> _Requirement_
Rewrite the listing below with every "array" switched to "list", leaving everything else as it is.

# Start of Entries supplied

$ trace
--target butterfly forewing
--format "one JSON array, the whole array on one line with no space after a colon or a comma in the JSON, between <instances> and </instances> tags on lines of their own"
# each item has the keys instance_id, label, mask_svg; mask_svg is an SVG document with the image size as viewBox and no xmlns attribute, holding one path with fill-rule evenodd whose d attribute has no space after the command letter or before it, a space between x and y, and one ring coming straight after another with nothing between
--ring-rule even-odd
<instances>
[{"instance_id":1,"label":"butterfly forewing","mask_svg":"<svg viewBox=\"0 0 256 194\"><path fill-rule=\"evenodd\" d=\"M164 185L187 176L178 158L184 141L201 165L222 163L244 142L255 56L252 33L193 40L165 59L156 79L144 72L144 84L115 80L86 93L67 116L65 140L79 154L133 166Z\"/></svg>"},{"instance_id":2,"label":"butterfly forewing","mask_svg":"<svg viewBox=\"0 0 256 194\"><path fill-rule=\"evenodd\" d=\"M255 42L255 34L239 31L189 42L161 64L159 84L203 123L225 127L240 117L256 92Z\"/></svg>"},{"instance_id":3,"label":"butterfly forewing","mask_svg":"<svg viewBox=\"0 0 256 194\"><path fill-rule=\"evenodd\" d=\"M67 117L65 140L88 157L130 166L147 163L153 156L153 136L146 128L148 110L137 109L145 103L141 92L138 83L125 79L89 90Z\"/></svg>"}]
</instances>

# End of Entries supplied

> _Full response_
$ trace
--target butterfly forewing
--format "one JSON list, the whole list on one line with no space after a colon or a comma in the JSON, between <instances> and </instances> tags on lines of their own"
# each item has the keys instance_id, label, mask_svg; mask_svg is an SVG document with the image size as viewBox and no xmlns attribute, holding one path with fill-rule evenodd whose d attribute has no space after the command letter or before it, a space between x and y, and one ring coming straight after another with nothing between
--ring-rule even-odd
<instances>
[{"instance_id":1,"label":"butterfly forewing","mask_svg":"<svg viewBox=\"0 0 256 194\"><path fill-rule=\"evenodd\" d=\"M164 185L187 176L178 158L184 141L201 165L222 163L244 142L255 56L252 33L193 40L165 59L156 79L144 72L144 84L115 80L86 93L67 116L65 140L79 154L133 166Z\"/></svg>"},{"instance_id":2,"label":"butterfly forewing","mask_svg":"<svg viewBox=\"0 0 256 194\"><path fill-rule=\"evenodd\" d=\"M255 42L255 34L239 31L189 42L161 64L159 84L203 123L225 127L240 117L256 92Z\"/></svg>"},{"instance_id":3,"label":"butterfly forewing","mask_svg":"<svg viewBox=\"0 0 256 194\"><path fill-rule=\"evenodd\" d=\"M67 117L65 140L88 157L130 166L147 163L153 156L153 136L146 128L148 110L137 109L145 103L141 92L138 83L125 79L89 90Z\"/></svg>"}]
</instances>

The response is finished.